→ **ENTRIES**
============

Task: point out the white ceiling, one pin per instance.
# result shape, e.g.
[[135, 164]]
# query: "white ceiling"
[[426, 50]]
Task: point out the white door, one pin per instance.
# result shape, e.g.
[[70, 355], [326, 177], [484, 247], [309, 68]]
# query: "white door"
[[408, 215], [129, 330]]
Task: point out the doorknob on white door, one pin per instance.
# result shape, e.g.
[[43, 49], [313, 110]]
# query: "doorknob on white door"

============

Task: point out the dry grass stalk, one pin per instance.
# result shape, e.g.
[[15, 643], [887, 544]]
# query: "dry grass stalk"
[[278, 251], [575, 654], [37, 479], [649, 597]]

============

→ **REQUIREMENT**
Please edit the entries from the line containing "Task: point out the dry" down to the line containing "[[278, 251], [575, 654], [37, 479], [649, 597]]", changing "dry grass stalk" to "withered reed" and leaving everything else as it is. Return only those lines.

→ **OUTPUT**
Task: point out the withered reed, one pin per instance.
# result shape, e.g.
[[15, 643], [887, 544]]
# query: "withered reed"
[[278, 251], [575, 654], [37, 479], [649, 597]]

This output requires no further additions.